Document
On Smug, the LA duo’s captivating debut for ANTI- Records, it’s safe to say they’ve found it. Crafted piecemeal over the course of several years, the collection is wildly inventive and utterly hypnotic, filtering the pair’s bold vision and virtuosic musicianship though the brash, DIY ethos of an underground punk band. Live horns and dreamy guitars brush up against lush synthesizers and propulsive beats here, with each of the album’s 19 immersive, instrumental tracks clocking in around the two-minute mark. As mesmerizing as it all can be, there’s also something perpetually unsettled about the music here—sometimes it’s a dissonance or cacophony that craves resolution, sometimes it’s a groove that resists fitting neatly into any recognizable time signature—and that’s by design. Nothing is sacred, nothing is precious. Like Johnny Greenwood scoring a David Lynch videogame, Smug is at once beautiful and unnerving, hyper-focused and surreal, challenging and transcendent.

“We’re trying to embrace a certain amount of discomfort with the music,” explains Granfelt. “Whether it’s the unexpected tonalities or the abstract song structures or even just the raw approach we took to recording, we’re committing to everything we do in such a way that by the end of the experience, it all feels right and cohesive.”

Requirements
According to the album description, how many tracks are on Smug?

Stored rows
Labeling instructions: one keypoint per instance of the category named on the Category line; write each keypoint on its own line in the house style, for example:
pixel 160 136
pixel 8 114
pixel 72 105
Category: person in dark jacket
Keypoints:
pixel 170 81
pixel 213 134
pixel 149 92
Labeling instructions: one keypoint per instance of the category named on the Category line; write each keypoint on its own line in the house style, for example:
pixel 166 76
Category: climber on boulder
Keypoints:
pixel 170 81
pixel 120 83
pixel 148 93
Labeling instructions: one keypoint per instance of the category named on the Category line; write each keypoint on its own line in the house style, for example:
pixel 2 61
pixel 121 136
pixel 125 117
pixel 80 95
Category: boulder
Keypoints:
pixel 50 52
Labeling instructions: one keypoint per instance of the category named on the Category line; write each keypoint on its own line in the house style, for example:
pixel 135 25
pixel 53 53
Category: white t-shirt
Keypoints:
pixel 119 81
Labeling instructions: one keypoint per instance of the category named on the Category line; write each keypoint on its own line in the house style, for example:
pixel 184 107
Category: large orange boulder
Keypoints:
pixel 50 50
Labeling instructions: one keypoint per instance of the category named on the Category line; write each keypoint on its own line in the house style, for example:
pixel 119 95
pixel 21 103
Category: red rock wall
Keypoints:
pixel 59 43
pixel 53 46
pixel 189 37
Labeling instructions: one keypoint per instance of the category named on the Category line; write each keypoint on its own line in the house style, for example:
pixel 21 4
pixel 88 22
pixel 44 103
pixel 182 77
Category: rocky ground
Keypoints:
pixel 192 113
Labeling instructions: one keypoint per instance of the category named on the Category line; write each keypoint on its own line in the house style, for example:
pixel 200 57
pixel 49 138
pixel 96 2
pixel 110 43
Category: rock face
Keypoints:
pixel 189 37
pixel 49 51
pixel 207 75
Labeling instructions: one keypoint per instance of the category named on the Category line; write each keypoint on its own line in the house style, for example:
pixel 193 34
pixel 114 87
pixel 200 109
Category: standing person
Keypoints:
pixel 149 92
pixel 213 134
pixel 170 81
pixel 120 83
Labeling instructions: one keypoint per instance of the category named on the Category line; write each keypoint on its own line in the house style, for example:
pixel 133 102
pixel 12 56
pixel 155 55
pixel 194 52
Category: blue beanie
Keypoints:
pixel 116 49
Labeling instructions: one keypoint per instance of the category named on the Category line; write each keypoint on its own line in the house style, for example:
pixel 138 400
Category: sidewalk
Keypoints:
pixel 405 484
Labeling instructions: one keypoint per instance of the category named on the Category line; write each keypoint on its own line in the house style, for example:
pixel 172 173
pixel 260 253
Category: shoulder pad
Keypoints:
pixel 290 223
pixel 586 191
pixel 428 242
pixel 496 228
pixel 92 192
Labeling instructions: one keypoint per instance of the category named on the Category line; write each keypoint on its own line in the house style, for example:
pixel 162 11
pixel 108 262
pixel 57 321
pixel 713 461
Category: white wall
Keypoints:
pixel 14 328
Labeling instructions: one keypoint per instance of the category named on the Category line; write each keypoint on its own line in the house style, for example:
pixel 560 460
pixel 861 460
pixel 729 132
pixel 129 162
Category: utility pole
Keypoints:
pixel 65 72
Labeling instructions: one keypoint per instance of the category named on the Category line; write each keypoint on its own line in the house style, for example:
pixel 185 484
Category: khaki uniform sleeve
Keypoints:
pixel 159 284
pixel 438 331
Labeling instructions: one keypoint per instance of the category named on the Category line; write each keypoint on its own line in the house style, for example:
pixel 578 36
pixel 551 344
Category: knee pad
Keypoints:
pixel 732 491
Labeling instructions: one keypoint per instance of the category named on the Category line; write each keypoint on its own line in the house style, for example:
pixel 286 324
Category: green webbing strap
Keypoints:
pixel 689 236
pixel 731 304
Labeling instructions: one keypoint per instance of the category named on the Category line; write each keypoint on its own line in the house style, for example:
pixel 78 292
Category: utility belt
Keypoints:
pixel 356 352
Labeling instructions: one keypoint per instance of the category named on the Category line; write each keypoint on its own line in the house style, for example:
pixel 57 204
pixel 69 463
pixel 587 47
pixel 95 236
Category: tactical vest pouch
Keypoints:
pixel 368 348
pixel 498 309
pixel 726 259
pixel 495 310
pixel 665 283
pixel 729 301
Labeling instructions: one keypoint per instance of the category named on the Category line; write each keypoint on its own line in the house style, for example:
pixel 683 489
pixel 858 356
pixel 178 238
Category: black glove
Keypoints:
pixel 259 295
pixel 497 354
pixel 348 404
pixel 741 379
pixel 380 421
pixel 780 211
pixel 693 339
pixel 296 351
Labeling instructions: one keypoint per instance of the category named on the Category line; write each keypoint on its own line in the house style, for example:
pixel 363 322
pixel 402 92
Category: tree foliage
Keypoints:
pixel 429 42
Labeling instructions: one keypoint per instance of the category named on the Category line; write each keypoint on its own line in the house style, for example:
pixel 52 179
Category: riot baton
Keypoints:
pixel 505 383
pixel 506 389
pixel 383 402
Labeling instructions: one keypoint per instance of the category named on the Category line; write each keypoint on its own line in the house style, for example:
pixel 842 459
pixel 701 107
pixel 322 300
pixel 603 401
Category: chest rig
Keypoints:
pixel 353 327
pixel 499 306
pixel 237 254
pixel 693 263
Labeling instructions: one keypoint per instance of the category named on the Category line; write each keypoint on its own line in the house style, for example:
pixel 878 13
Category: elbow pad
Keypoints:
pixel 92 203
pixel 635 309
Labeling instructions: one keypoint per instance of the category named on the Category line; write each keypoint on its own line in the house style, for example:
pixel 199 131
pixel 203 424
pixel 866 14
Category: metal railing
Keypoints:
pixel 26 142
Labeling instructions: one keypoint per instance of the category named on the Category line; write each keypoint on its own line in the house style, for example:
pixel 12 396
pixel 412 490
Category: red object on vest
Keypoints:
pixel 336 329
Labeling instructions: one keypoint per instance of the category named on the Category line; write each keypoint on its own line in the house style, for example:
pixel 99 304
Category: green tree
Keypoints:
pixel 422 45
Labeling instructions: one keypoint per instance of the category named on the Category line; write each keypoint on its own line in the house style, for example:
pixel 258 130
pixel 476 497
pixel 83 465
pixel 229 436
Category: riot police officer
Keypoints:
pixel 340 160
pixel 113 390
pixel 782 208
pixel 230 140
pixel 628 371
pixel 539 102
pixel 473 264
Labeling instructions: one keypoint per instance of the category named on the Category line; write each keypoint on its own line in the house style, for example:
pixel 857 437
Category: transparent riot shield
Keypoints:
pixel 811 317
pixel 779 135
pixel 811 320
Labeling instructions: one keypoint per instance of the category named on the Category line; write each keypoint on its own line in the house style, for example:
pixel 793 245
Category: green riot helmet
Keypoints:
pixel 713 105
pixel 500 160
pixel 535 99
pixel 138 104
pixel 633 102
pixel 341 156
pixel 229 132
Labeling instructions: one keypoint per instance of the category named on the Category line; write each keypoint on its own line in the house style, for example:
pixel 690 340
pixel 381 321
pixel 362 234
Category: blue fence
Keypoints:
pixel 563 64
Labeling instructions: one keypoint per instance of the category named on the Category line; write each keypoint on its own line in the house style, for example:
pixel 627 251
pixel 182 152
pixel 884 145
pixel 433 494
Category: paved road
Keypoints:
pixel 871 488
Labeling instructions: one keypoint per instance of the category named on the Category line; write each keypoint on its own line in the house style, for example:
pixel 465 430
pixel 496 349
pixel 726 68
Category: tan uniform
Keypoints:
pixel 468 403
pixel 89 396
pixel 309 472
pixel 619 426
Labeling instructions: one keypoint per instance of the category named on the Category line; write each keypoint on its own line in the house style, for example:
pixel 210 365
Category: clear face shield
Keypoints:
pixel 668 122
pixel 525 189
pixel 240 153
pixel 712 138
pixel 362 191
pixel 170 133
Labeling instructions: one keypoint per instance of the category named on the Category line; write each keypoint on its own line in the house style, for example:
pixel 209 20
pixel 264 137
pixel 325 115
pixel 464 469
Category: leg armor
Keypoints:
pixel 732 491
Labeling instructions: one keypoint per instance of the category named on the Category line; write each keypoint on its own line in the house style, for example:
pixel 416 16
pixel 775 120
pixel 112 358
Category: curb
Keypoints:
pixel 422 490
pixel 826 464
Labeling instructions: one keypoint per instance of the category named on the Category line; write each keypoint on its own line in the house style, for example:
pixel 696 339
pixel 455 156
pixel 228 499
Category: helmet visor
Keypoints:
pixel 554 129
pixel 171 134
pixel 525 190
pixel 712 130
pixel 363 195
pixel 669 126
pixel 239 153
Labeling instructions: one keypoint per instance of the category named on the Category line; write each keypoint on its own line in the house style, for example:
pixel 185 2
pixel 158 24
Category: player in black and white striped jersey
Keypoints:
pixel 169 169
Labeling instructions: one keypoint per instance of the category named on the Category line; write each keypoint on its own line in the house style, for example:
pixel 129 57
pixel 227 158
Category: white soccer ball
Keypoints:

Result of this exercise
19 instrumental tracks